Work required: Reproduce the passage of the tech news excerpt below that runs from "After our conversation" up to and including "with another maintainer.".

After our conversation with Alia Abbott last week, we decided to try Zulip in earnest for
a while.
So far, so good. The overall experience isn't quite as polished
as Slack, but it's nerd built, and you can tell they've put a lot of love into it. If you'd like
to kick the tires with us, I'll put the link to join at the top of this week's newsletter.
Okay, let's get into the news. Is Linux collapsing under its own weight? A Rust for Linux developer, Wedson Almeda Fileho, resigned from the project after an unfortunate interaction with another maintainer.
Wedson's parting words, quote,
I am retiring from the project. After almost four years, I find myself lacking the energy and enthusiasm I once had to respond to some of the non-technical nonsense.
So it's best to leave it up to those who still have it in them.
End quote.
After that, Asahi Lina, who is a developer of the Apple GPU drivers for Linux,
sounded off with her own frustrations with maintainers and Rust from the DRM perspective. Her conclusion,
quote, but I get that feeling that some Linux kernel maintainers just don't care about future
code quality or about stability or security anymore. They just want to keep their C code
and wish us Rust folks would go away. And that's really sad and isn't helping make Linux better. End quote. The post
I'm linking to is in response to those two events. The author, who goes by CB, thinks they, quote,
signal deeper issues in Linux, both technical and cultural. End quote. Some of the technical
and cultural issues are explained in the post. What does this mean, though, for the Rust for Linux project? CB says,
I think Rust for Linux as a project is in danger,
not because of technical reasons,
but because of social ones.
It's trivial for a maintainer who doesn't want Rust
to sandbag integration efforts for their subsystem
for whatever reason,
not liking it, not wanting the workload, et cetera,
just refusing to help, end quote.
So what does this
mean for the future of Linux? The author seems to believe an eventual fork is likely.
Brett Victor introduces DynamicLand. Brett Victor, a well-known interface designer and
computer scientist who's best known for his amazing talks on the future of technology,
has been working quietly on a new project,
Dynamic Land, for many years. Turns out he's done being quiet about it. Dynamic Land is essentially making the real world computational, then giving people what they need to compute it however they
like. You really should watch the six minute introduction video, which is filled with amazing
statements like, you don't have to simulate a virtual world when the real world simulates itself and this one
which is just bonkers so everything I've shown is taking place in our communal
computing system called real talk and this is it real talk is not a codebase
it's a poster gallery or a bulletin board or a binder to call this endeavor
ambitious would be an understatement. Here's the sum,
which, if they pull it off, and maybe they already have, would be a big technical achievement and an
enormous cultural achievement. Dynamic land is non-profit, and Real Talk is not a product.

Entries shown:

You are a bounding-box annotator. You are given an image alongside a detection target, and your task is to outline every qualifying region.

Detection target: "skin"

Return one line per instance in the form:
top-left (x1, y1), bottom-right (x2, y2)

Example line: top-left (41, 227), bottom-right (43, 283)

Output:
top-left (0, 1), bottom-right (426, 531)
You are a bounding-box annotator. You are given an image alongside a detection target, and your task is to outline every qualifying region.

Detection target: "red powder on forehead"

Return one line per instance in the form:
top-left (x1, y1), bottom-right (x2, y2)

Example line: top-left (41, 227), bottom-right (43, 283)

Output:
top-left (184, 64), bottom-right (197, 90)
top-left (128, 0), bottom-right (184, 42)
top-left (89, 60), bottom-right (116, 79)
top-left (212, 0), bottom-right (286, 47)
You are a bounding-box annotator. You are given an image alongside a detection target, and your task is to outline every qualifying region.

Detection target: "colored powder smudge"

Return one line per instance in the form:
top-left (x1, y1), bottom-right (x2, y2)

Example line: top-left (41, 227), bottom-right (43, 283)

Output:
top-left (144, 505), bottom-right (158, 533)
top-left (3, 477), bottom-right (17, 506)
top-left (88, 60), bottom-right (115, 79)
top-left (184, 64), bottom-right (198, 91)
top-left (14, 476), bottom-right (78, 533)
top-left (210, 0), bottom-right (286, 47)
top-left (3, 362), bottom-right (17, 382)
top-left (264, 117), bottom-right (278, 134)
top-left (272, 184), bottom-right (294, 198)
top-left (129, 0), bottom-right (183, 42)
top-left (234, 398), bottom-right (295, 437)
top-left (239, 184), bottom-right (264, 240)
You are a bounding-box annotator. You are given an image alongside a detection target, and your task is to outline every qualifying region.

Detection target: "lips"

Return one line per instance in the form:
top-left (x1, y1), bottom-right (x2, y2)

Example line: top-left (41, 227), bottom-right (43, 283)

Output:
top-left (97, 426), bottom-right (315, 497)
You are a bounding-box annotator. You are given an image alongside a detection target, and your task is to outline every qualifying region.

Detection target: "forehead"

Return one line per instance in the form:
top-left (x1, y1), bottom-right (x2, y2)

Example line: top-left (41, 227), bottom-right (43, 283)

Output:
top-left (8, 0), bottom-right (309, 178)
==
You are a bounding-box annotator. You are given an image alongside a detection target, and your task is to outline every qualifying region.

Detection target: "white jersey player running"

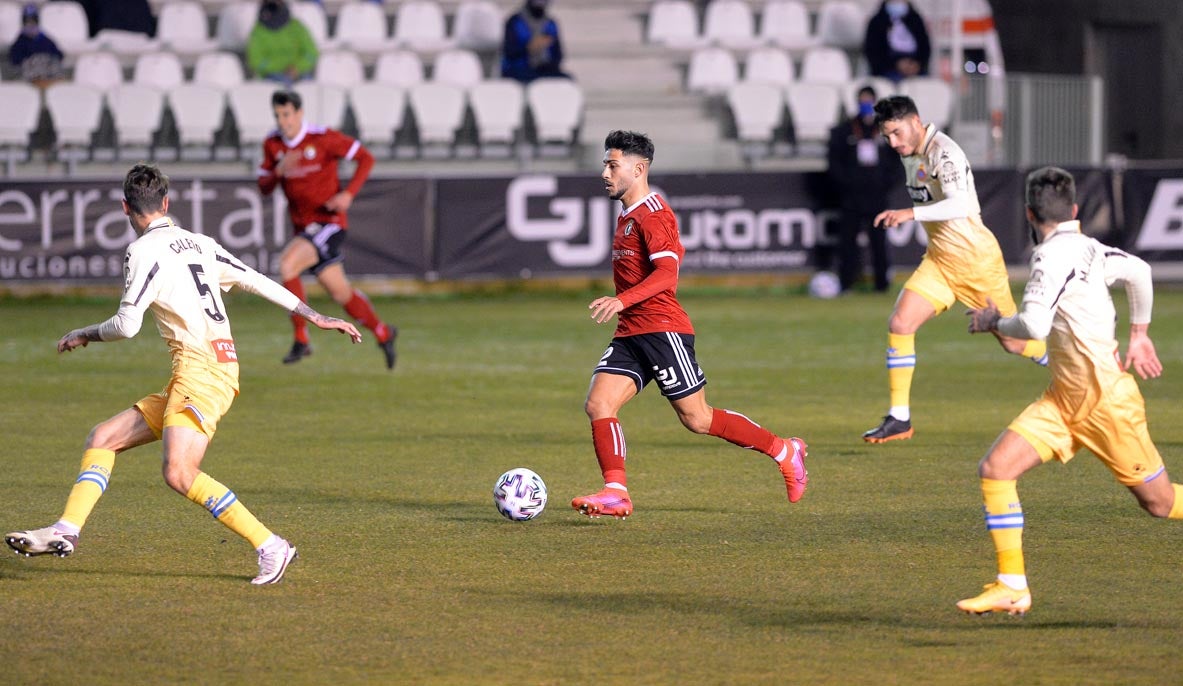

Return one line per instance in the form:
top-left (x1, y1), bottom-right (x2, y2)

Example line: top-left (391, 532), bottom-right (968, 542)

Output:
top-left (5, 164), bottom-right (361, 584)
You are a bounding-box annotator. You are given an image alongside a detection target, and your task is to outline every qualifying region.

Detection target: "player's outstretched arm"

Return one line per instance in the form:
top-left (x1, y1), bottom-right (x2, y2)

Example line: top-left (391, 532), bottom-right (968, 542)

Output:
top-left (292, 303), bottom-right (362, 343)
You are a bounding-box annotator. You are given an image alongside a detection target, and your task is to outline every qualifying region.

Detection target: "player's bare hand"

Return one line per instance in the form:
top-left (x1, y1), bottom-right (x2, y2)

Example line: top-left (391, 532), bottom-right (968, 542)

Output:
---
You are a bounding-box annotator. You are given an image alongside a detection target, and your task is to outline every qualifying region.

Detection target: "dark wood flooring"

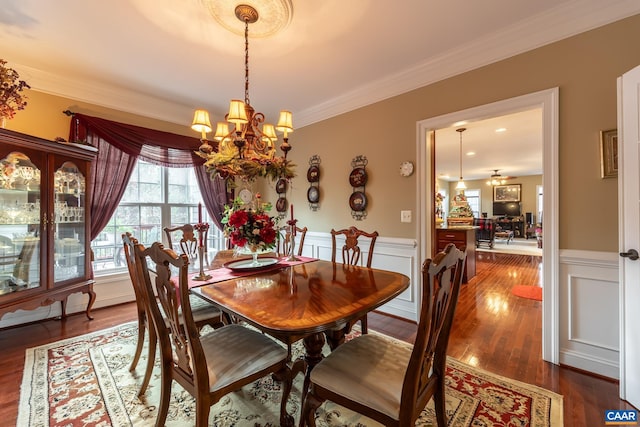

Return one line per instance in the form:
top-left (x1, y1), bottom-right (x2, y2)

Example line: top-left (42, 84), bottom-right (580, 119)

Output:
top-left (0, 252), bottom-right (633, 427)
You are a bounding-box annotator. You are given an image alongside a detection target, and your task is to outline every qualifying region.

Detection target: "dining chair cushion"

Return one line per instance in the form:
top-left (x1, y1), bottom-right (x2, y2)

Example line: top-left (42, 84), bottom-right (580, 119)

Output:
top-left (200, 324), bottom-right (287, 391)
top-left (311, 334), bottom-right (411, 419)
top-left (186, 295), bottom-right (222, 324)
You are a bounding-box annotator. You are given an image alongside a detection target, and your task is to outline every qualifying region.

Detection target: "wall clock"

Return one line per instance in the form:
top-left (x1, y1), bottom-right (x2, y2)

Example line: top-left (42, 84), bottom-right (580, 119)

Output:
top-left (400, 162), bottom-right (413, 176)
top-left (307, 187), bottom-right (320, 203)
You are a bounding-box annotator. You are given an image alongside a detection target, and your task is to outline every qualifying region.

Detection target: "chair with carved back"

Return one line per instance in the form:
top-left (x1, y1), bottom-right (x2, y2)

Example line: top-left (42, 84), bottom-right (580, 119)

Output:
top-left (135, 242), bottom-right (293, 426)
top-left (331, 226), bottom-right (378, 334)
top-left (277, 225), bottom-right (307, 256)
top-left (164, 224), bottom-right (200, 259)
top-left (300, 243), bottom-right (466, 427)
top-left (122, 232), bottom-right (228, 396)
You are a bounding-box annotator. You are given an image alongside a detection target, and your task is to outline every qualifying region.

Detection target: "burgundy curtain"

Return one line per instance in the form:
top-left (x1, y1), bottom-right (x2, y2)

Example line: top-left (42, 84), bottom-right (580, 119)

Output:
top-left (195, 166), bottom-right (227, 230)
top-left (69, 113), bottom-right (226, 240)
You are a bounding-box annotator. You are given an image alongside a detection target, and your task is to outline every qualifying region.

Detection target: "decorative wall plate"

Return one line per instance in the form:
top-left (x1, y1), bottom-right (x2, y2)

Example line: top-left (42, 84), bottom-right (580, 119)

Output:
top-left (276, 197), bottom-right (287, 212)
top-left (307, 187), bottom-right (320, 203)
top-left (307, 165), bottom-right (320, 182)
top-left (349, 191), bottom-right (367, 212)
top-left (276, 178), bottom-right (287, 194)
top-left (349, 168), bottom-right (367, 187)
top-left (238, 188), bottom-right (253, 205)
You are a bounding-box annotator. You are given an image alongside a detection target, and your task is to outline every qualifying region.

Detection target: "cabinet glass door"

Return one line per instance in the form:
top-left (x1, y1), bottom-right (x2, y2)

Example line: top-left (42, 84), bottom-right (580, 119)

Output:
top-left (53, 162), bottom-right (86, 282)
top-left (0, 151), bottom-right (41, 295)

Written solution:
After our conversation with Alia Abbott last week, we decided to try Zulip in earnest for
a while.
So far, so good. The overall experience isn't quite as polished
as Slack, but it's nerd built, and you can tell they've put a lot of love into it. If you'd like
to kick the tires with us, I'll put the link to join at the top of this week's newsletter.
Okay, let's get into the news. Is Linux collapsing under its own weight? A Rust for Linux developer, Wedson Almeda Fileho, resigned from the project after an unfortunate interaction with another maintainer.